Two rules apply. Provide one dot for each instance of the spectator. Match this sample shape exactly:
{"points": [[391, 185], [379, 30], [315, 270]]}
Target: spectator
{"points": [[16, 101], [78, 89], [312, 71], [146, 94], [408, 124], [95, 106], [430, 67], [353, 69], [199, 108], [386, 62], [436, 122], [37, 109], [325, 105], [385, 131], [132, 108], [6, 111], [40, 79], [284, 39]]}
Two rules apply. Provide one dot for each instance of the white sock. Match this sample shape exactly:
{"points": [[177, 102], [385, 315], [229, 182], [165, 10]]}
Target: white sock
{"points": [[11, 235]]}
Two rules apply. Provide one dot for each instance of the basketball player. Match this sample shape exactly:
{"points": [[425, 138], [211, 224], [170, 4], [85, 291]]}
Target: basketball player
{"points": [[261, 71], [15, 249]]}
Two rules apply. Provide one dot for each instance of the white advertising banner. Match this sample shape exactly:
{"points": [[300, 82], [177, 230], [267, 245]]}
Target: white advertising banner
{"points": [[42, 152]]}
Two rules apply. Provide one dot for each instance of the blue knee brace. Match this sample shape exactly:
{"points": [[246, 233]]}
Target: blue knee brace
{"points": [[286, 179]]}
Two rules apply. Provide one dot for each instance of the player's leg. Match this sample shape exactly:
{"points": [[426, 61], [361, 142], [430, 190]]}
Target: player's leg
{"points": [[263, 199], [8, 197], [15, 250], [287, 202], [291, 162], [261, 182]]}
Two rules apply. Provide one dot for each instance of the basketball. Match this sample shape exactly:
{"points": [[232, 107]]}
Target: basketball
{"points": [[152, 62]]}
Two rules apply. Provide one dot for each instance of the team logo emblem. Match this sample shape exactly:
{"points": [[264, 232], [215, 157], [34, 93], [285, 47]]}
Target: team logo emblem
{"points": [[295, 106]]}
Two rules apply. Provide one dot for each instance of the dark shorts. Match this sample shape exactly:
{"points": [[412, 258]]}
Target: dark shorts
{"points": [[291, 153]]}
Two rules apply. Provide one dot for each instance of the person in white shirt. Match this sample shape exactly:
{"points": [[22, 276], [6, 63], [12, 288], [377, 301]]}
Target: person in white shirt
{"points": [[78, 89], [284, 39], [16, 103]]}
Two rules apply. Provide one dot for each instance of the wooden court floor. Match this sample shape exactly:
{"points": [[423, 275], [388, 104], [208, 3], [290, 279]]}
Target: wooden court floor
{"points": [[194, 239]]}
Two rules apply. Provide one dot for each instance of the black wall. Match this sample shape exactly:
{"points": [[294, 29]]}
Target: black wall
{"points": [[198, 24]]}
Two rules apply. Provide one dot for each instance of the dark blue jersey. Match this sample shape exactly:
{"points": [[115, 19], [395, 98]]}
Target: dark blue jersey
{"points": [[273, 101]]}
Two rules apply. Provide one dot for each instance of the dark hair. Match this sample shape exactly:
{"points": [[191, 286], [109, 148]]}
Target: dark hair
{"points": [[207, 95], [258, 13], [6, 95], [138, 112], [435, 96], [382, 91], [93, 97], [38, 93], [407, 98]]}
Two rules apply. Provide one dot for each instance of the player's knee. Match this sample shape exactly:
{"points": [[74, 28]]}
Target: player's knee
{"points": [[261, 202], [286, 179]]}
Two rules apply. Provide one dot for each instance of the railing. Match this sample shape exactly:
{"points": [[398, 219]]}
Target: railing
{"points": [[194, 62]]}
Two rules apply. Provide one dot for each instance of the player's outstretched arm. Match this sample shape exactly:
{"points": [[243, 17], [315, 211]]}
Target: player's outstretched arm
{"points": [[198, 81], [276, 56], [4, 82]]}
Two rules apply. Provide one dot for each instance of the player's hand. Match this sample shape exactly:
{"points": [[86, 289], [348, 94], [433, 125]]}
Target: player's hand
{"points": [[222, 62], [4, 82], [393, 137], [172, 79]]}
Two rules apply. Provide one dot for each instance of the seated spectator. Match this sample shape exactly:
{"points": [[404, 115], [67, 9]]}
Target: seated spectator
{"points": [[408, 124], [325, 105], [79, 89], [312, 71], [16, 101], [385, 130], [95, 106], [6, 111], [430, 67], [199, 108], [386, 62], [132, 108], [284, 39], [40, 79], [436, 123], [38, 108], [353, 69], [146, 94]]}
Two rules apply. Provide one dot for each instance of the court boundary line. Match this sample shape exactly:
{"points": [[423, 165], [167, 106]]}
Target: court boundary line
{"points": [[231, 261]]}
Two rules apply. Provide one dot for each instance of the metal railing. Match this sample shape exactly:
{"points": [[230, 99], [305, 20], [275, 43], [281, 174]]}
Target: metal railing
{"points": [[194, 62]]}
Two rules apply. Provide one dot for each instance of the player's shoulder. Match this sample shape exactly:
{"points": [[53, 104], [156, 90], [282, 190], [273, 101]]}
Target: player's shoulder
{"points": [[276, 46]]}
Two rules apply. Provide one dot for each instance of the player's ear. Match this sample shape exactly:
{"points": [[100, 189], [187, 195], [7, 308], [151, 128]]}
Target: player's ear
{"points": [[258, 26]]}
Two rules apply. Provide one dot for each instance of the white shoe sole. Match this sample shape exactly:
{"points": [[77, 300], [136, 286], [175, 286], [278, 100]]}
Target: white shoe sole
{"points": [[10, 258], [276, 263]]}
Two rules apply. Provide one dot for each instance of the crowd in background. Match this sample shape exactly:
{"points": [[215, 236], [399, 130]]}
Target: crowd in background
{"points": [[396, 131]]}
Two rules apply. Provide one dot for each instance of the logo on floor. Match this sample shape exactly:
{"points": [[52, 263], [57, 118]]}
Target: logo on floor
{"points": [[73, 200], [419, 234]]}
● ● ●
▶ **WHAT NEEDS TO BE DONE**: Render every line of the listing above as a numbered list, omitting any blank lines.

▶ **IN RESPONSE**:
1. Two rules apply. Provide one dot for each instance of the spectator. Match this sample shape exactly:
2. {"points": [[391, 185], [379, 30], [315, 270]]}
3. Target: spectator
4. {"points": [[16, 101], [78, 89], [312, 71], [146, 94], [408, 124], [95, 106], [430, 67], [353, 69], [199, 108], [386, 62], [436, 122], [37, 109], [325, 105], [385, 131], [132, 108], [6, 111], [40, 79], [284, 39]]}
5. Two rules apply. Provide one dot for each instance of the white sock. Match this sample shape exactly:
6. {"points": [[177, 102], [385, 315], [229, 182], [165, 10]]}
7. Target: white sock
8. {"points": [[11, 235]]}
9. Two rules apply. Provide one dot for each instance of the basketball player. Match this sample shape exactly:
10. {"points": [[425, 138], [211, 224], [170, 4], [85, 291]]}
11. Target: basketball player
12. {"points": [[261, 71], [15, 249]]}
13. Two rules apply. Provide one dot for each instance of the white advertising banner. Match this sample shape exactly:
14. {"points": [[300, 82], [177, 230], [267, 245]]}
15. Target: white advertising banner
16. {"points": [[42, 152]]}
17. Two rules apply. Provide one dot for each instance of the blue knee brace. Match this sample shape exactly:
18. {"points": [[246, 233]]}
19. Target: blue knee brace
20. {"points": [[286, 179]]}
21. Two rules apply. Provide one dot for each instance of the player's leg. Match this sample shape exactly:
22. {"points": [[426, 61], [361, 142], [430, 190]]}
23. Target: player's leg
24. {"points": [[263, 199], [8, 197], [15, 250], [287, 202], [291, 162], [261, 182]]}
25. Two rules apply. Provide one dot for each instance of the basketball. Match this sample shape exactly:
26. {"points": [[232, 107]]}
27. Target: basketball
28. {"points": [[152, 62]]}
29. Two rules apply. Provide one dot for each instance of the team logo emblem. Match this sample shape exactly:
30. {"points": [[264, 232], [215, 157], [34, 93], [285, 47]]}
31. Target: team logo emblem
32. {"points": [[295, 106]]}
33. Two rules apply. Provide one dot for each instance of the dark shorts. Match this sample shape exactly:
34. {"points": [[412, 258]]}
35. Target: dark shorts
36. {"points": [[291, 153]]}
37. Two rules apply. Provide one dot for each instance of the person in white shirt. Match this sample shape exactly:
38. {"points": [[22, 276], [6, 63], [12, 288], [377, 301]]}
39. Target: person in white shirt
40. {"points": [[78, 89], [284, 39], [16, 103]]}
41. Two rules apply. Provide one dot for each instance of the wooden court floor. Match this sample shape exactly:
42. {"points": [[423, 275], [388, 104], [208, 3], [290, 279]]}
43. Target: wooden court floor
44. {"points": [[194, 239]]}
45. Two rules apply. Provide one dot for each instance of the black wall. Match this sample shape exactly:
46. {"points": [[294, 29]]}
47. Target: black wall
48. {"points": [[198, 24]]}
49. Two rules apply. Provide one dot for each instance of the dark blue jersey. Match this sample shape exactly:
50. {"points": [[115, 19], [395, 98]]}
51. Target: dark blue jersey
52. {"points": [[273, 101]]}
53. Two rules apply. Provide one dot for each instance of the dark hair. Match this sample shape exactly:
54. {"points": [[191, 286], [109, 148]]}
55. Target: dark hair
56. {"points": [[207, 95], [258, 13], [6, 95], [138, 112], [435, 96], [382, 91], [93, 97], [38, 93], [407, 98]]}
57. Two rules apply. Provide one dot for each instance of the player's knee. Match this sample shape exactly:
58. {"points": [[74, 28]]}
59. Target: player's knee
60. {"points": [[261, 202], [286, 179]]}
61. Two rules apply. Provide one dot for each instance of the railing. Match this sample shape exactly:
62. {"points": [[398, 219]]}
63. Target: railing
64. {"points": [[194, 62]]}
65. Two rules apply. Provide one dot for each instance of the player's outstretched arm. Match this sample shape exactly:
66. {"points": [[243, 17], [315, 211]]}
67. Target: player's outstretched arm
68. {"points": [[198, 81], [276, 56], [4, 82]]}
69. Two rules apply. Provide one dot for each instance of the player's hand. Match this sample shape exactly:
70. {"points": [[86, 289], [348, 94], [433, 125]]}
71. Target: player's hand
72. {"points": [[222, 62], [4, 82], [393, 137], [172, 79]]}
73. Two rules apply. Provide one dot for each instance of the seated spectator. Match this sample shape exactly:
74. {"points": [[404, 115], [67, 9]]}
75. Target: seated spectator
76. {"points": [[408, 124], [325, 105], [79, 89], [312, 71], [16, 101], [385, 130], [95, 106], [6, 111], [430, 67], [199, 108], [386, 62], [132, 108], [284, 39], [40, 79], [436, 123], [38, 108], [353, 69], [146, 94]]}
77. Two rules apply. Provide one dot for each instance of the court boundary line. Match this sample shape exactly:
78. {"points": [[423, 165], [167, 106]]}
79. Target: court boundary line
80. {"points": [[231, 261]]}
81. Two rules apply. Provide one dot for each instance of the metal railing. Match this sample shape exactly:
82. {"points": [[230, 99], [305, 20], [275, 43], [281, 174]]}
83. Target: metal railing
84. {"points": [[194, 62]]}
85. Two rules apply. Provide one dot for each instance of the player's shoulder. Match this sample shape exactly:
86. {"points": [[53, 104], [156, 90], [282, 190], [273, 101]]}
87. Target: player's shoulder
88. {"points": [[276, 46]]}
89. Two rules apply. Provide one dot for each instance of the player's ear. Match this sample shape exactly:
90. {"points": [[100, 189], [187, 195], [7, 308], [151, 128]]}
91. Target: player's ear
92. {"points": [[258, 26]]}
93. Two rules apply. Provide one dot for each instance of the white shoe sole. Match this sample shape exactly:
94. {"points": [[77, 300], [136, 286], [175, 286], [278, 100]]}
95. Target: white shoe sole
96. {"points": [[10, 258], [276, 263]]}
97. Two rules apply. Provide one dot for each instance of the crowd in background. Match this sample shape exactly:
98. {"points": [[215, 236], [399, 130]]}
99. Target: crowd in background
100. {"points": [[396, 131]]}
101. Two rules apply. Provide one dot for each instance of the logo on floor. Match this sample shape exactly:
102. {"points": [[52, 263], [57, 118]]}
103. Target: logo on floor
104. {"points": [[73, 200], [419, 234]]}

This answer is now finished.